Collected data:
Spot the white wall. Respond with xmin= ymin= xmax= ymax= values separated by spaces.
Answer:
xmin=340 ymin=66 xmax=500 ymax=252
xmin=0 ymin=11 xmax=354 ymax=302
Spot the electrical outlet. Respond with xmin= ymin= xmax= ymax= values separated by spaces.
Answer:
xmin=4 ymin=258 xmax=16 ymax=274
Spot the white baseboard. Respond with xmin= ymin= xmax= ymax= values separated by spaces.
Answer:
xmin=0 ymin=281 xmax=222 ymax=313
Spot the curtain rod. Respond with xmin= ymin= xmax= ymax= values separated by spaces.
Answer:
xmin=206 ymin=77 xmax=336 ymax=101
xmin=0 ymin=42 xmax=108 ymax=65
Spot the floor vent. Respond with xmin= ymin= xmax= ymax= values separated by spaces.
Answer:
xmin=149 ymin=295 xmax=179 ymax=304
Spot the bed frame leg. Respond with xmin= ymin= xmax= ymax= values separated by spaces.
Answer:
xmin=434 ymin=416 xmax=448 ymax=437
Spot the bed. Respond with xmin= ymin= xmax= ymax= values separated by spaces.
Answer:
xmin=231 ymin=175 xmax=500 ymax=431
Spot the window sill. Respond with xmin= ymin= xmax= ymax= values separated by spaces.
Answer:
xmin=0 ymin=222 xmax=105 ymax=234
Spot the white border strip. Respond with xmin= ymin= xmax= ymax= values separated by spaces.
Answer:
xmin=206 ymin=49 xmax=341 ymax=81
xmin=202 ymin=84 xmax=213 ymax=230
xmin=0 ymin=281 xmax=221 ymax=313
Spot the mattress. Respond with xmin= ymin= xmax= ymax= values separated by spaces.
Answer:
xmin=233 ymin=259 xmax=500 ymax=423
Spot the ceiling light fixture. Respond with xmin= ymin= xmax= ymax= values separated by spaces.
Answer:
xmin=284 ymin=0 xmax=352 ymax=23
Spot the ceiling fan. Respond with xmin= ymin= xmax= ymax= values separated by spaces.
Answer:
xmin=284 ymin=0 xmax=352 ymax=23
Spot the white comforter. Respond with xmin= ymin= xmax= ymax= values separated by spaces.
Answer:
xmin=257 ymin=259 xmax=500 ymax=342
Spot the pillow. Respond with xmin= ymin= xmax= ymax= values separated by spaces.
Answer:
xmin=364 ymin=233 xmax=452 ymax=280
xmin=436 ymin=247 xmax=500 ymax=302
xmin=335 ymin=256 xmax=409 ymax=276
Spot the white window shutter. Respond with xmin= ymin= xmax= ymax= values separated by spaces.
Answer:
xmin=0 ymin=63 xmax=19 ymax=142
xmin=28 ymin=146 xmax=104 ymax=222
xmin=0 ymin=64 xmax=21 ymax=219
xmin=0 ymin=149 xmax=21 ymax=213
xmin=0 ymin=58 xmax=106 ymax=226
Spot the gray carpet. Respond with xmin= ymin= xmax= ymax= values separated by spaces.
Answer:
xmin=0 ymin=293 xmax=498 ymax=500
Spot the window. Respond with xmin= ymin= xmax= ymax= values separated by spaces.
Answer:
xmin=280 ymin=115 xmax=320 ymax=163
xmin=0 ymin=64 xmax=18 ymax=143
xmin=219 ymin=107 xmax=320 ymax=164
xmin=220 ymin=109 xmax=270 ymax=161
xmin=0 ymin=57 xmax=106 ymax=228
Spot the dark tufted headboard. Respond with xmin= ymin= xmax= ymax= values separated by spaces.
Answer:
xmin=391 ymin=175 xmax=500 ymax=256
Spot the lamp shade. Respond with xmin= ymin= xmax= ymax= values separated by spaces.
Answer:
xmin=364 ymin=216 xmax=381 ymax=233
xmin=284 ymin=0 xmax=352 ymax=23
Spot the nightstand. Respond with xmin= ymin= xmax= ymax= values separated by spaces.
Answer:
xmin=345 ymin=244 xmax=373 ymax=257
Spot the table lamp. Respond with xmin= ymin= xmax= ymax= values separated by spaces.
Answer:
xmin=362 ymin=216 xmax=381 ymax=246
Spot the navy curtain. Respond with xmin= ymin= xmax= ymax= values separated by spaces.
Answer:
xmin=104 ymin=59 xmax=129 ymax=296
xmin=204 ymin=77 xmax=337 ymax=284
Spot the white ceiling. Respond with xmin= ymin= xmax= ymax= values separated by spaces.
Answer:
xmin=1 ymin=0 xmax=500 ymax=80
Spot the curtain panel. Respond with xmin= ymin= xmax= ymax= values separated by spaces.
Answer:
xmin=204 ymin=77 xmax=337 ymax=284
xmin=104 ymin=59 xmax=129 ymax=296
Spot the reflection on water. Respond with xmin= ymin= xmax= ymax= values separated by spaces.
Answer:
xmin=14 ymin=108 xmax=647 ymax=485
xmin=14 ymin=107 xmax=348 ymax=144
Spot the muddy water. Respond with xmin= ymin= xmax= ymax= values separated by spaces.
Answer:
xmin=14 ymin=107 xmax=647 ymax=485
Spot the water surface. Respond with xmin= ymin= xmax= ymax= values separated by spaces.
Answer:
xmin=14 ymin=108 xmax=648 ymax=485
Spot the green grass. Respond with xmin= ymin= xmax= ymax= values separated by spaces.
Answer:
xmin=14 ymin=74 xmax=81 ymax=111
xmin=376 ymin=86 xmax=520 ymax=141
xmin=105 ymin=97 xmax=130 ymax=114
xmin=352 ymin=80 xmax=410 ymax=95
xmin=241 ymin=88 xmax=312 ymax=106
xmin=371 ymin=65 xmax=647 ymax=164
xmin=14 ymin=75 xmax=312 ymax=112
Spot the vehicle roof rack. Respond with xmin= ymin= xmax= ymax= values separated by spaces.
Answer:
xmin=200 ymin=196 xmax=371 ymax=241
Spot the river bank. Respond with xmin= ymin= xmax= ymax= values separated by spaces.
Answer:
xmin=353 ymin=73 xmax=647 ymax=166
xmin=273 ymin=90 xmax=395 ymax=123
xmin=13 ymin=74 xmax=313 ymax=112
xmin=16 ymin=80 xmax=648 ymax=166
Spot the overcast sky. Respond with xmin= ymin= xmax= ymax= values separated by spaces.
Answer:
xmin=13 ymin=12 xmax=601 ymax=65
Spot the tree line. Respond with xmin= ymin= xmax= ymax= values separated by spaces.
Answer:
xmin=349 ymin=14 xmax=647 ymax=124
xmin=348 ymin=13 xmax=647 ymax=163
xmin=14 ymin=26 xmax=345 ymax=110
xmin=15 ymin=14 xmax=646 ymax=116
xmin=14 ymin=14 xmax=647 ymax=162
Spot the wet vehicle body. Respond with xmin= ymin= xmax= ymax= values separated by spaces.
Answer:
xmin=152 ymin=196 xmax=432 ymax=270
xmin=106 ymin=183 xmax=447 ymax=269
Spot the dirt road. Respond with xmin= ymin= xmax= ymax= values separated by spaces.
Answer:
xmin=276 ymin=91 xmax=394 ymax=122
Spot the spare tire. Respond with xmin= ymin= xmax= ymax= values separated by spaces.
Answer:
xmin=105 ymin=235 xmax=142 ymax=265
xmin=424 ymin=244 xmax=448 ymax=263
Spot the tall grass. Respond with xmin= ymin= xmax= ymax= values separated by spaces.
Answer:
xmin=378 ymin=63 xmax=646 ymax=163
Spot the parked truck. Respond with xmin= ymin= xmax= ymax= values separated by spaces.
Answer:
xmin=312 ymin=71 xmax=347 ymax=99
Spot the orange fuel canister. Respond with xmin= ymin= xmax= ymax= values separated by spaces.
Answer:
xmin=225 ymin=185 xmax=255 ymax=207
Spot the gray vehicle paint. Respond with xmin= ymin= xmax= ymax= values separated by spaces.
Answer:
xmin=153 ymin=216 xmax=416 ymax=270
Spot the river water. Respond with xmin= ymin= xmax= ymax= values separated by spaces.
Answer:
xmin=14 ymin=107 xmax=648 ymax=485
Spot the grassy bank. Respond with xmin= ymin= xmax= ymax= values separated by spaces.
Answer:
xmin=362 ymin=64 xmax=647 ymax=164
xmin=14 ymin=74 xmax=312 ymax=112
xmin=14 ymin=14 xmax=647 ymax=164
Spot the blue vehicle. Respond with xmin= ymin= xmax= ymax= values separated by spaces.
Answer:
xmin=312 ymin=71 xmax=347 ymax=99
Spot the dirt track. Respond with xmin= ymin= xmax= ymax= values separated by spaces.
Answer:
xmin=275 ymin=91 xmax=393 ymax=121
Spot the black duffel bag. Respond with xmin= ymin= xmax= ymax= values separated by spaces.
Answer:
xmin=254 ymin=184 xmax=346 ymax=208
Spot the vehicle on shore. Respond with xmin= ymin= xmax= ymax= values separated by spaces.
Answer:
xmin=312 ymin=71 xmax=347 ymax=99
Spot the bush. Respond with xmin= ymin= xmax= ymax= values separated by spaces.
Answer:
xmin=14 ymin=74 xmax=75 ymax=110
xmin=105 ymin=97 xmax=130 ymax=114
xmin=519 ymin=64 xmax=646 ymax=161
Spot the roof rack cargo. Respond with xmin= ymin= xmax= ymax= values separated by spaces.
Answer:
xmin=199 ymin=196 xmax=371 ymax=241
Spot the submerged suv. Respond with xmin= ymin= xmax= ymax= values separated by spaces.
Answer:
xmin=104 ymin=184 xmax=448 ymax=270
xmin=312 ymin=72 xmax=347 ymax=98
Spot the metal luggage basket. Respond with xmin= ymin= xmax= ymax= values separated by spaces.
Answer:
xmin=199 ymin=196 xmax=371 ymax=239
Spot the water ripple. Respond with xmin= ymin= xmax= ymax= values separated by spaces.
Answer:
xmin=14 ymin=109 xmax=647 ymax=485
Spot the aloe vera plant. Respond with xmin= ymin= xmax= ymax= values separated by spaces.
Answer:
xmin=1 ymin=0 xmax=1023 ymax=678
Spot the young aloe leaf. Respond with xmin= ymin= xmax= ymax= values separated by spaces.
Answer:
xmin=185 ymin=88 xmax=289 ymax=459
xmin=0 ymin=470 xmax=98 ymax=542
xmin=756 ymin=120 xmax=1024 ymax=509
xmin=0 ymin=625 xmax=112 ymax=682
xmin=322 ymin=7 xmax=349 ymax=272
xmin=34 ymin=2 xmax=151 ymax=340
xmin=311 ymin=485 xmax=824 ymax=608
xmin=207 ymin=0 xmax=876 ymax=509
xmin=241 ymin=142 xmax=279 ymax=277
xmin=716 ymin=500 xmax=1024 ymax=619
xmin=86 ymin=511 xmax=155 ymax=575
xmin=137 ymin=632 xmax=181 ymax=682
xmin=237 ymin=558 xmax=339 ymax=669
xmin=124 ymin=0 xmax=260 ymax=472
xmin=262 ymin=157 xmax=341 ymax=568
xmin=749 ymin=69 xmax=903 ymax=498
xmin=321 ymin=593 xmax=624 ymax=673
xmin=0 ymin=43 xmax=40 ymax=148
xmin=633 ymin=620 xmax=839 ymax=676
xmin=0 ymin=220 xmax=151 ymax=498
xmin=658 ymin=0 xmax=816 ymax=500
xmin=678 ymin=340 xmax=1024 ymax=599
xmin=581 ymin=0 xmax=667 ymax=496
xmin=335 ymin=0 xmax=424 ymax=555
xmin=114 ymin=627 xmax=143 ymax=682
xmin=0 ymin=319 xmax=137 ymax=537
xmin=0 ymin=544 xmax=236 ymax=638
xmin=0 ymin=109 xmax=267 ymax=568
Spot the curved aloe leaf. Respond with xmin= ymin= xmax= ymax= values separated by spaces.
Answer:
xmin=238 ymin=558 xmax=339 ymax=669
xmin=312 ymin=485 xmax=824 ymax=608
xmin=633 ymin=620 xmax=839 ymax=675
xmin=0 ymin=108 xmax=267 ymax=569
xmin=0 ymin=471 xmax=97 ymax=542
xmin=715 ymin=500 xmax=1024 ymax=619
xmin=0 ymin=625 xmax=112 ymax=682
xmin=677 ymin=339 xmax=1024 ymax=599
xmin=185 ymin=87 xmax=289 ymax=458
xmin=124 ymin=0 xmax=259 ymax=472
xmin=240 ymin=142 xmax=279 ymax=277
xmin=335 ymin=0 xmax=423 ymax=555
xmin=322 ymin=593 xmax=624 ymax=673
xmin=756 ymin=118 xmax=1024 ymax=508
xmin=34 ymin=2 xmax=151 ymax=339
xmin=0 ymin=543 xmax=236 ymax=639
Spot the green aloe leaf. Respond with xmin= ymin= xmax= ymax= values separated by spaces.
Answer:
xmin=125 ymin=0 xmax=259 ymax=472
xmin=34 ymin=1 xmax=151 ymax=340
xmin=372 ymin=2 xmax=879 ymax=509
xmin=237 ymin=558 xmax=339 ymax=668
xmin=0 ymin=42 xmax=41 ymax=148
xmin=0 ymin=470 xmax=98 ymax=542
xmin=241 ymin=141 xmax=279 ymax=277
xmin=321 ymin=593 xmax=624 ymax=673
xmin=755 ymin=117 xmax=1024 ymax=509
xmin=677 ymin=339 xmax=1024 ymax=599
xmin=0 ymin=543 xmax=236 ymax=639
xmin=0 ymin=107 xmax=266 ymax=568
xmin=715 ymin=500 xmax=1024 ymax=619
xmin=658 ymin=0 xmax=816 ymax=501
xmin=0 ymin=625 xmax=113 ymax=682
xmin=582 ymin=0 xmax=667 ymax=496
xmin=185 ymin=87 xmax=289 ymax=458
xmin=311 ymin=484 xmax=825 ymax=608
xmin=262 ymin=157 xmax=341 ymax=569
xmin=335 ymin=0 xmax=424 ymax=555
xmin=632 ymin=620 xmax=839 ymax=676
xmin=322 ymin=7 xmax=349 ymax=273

Task to complete:
Copy out only the lines of the records above from the one with "Spot the curtain panel." through the one with "Spot the river bank.", exactly as they stand, both included.

Response to this task:
Spot the curtain panel. Respond with xmin= ymin= xmax= ymax= values separated by spaces.
Answer:
xmin=204 ymin=77 xmax=337 ymax=284
xmin=104 ymin=59 xmax=129 ymax=296
Spot the reflection on water. Respond with xmin= ymin= xmax= ymax= values separated by spaces.
Answer:
xmin=14 ymin=108 xmax=647 ymax=485
xmin=14 ymin=107 xmax=348 ymax=144
Spot the muddy water. Respond with xmin= ymin= xmax= ymax= values separated by spaces.
Answer:
xmin=14 ymin=107 xmax=647 ymax=485
Spot the water surface. Respond with xmin= ymin= xmax= ymax= values separated by spaces.
Answer:
xmin=14 ymin=108 xmax=648 ymax=485
Spot the green grass. Respond with xmin= ymin= xmax= ymax= values separated by spaces.
Answer:
xmin=14 ymin=74 xmax=81 ymax=111
xmin=376 ymin=86 xmax=520 ymax=141
xmin=105 ymin=97 xmax=130 ymax=114
xmin=352 ymin=80 xmax=410 ymax=95
xmin=241 ymin=88 xmax=312 ymax=106
xmin=371 ymin=65 xmax=647 ymax=164
xmin=14 ymin=75 xmax=312 ymax=112
Spot the vehicle roof rack. Respond with xmin= ymin= xmax= ymax= values separated by spaces.
Answer:
xmin=200 ymin=196 xmax=371 ymax=241
Spot the river bank. Respond with xmin= ymin= xmax= ymax= values separated by spaces.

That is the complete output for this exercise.